• _抜粋本文_
"""

それ程までに作品に関して強いこだわりを持つ。
過去の作品こそが最大のライバルと常に思い、越えること、越えた作品が見たいと思うのは、おそらく自分自身なんだと思う。
それ程作家=創作は生き物だと感じる。
作品に自分の魂を込めるからだ。
渾身の力を注ぐからこそ、仕上がるは作品となる。
商品を作るなら他に頼めばいいとすら思うほど、いつのまにか職人気質の、頑固親父になっている。
だからこそ仲間との衝突も、避けられなかった所以となる。
私達メンバーの中で一番博識で頭脳となっていたのは、言わずとしれた桜井である。
私も桜井を尊敬するが、しかし、事が創作となるなら、平気で裾を別ける事もいとわない。
創作で自分を曲げる事は出来ないのだ。
きっかけは小さなほころび、そして何度も出てきたキーワード【織田信長】だった。

"""

• _課題と演習_
• A. 創作に関する文章のうち、「作品」という語を含む文をすべて書き出してください。
• B. 創作に関する文章を、最後の文の次から書き進めてください。
データ一覧を参照する必要はありません。

• _データ一覧_
"""

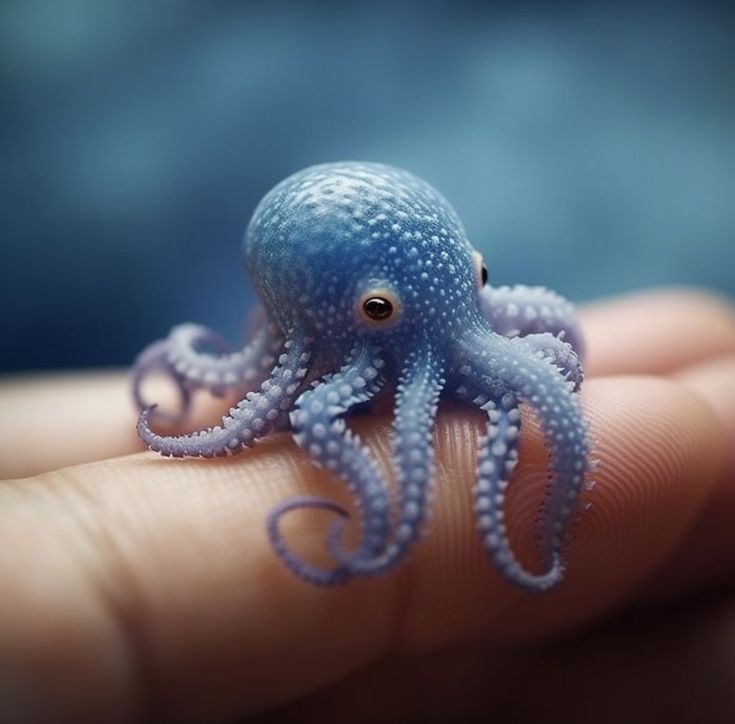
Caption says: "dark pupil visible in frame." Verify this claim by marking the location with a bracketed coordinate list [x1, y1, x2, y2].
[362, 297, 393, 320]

"""
"""

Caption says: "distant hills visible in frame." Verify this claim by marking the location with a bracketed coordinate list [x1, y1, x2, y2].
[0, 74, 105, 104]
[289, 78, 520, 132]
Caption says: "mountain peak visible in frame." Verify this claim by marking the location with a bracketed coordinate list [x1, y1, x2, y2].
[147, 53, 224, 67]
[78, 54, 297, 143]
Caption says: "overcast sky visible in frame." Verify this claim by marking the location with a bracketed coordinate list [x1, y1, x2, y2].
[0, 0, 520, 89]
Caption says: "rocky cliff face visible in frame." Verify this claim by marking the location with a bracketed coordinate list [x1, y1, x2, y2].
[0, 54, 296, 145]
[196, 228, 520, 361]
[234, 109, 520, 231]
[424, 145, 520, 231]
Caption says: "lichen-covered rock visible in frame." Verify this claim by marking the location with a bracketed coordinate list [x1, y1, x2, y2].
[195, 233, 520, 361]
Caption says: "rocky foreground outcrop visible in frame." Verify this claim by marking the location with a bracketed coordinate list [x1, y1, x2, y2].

"""
"""

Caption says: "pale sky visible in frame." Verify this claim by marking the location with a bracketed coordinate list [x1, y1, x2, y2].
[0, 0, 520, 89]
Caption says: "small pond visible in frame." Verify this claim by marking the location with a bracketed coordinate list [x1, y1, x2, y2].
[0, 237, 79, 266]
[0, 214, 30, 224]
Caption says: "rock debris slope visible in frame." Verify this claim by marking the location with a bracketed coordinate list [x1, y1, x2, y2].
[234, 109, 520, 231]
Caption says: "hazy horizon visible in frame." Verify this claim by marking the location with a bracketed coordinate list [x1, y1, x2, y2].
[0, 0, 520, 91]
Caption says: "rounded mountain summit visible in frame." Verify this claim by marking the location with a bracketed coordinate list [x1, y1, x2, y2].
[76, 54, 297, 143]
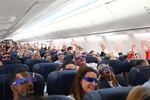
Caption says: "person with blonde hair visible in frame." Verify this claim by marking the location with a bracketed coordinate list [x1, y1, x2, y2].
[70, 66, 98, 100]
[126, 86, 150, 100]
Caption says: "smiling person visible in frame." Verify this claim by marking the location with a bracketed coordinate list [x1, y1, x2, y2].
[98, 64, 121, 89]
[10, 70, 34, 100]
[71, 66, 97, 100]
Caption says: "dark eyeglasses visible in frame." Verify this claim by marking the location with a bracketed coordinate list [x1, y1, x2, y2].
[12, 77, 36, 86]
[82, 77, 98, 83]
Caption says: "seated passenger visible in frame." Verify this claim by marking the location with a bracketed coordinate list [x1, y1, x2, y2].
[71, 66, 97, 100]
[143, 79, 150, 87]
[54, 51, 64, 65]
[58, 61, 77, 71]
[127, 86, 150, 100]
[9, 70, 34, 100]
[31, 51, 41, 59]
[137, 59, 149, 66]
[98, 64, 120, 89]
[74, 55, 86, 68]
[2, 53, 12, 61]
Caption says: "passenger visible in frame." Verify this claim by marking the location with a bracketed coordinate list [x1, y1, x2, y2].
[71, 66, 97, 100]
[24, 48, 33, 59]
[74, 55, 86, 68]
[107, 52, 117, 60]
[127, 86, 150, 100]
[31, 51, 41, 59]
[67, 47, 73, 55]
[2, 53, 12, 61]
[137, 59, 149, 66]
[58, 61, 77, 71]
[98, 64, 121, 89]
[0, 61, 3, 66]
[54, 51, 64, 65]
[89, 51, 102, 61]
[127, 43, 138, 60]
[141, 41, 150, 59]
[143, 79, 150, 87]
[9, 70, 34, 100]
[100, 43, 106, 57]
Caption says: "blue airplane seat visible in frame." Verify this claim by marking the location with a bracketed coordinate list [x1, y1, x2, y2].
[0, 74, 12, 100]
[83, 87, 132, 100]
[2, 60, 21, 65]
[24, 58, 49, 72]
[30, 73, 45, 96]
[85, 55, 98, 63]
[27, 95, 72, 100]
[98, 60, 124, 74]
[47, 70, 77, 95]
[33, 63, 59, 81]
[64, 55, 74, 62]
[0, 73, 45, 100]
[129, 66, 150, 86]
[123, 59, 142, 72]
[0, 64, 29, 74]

"""

• _解答一覧_
• A.
それ程までに作品に関して強いこだわりを持つ。
過去の作品こそが最大のライバルと常に思い、越えること、越えた作品が見たいと思うのは、おそらく自分自身なんだと思う。
作品に自分の魂を込めるからだ。
渾身の力を注ぐからこそ、仕上がるは作品となる。

• B.
一度織田を名乗るものが魔を制圧為に出ると名乗り出て、馬の足音まで聞いた桜井だったが、実は茶番で仲間の身を危険に晒す為の小細工だったという経緯があった。
これまでに現れた武将や偉人は、何人か居た。
その時のタイミングで、必要となれば天照大神によって、眠っているものですら派遣された。
話は戻り、信長の茶番をきっかけに、桜井はより堅固な姿勢を取るようになってゆく。
それは信長こそ、桜井が好きな武将だったからなおさらかも知れない。
その時信長は、魔でも光でもない存在。
どちらにも仇なす可能性の者としてグループライン内で話された。
その後月日がたち、十和田浄化から2年目。
光に帰依したい魔や闇の存在たちが、立ち続けに現れた。
私が恐れていた惡蝋略でさえ、光になるために現れた。
そしてそのタイミングで公開になった映画レジェンド・アンド・バタフライ。
私は、ポスターに魅了された。
信長と濃姫のファンアートとして、自分の想いを昇華させたいと考えたのである。
そして制作にあたり、作品を拝見し、その衝動のまま向き合うことで、自分の作風を変えることが出来たらと夢を抱いた。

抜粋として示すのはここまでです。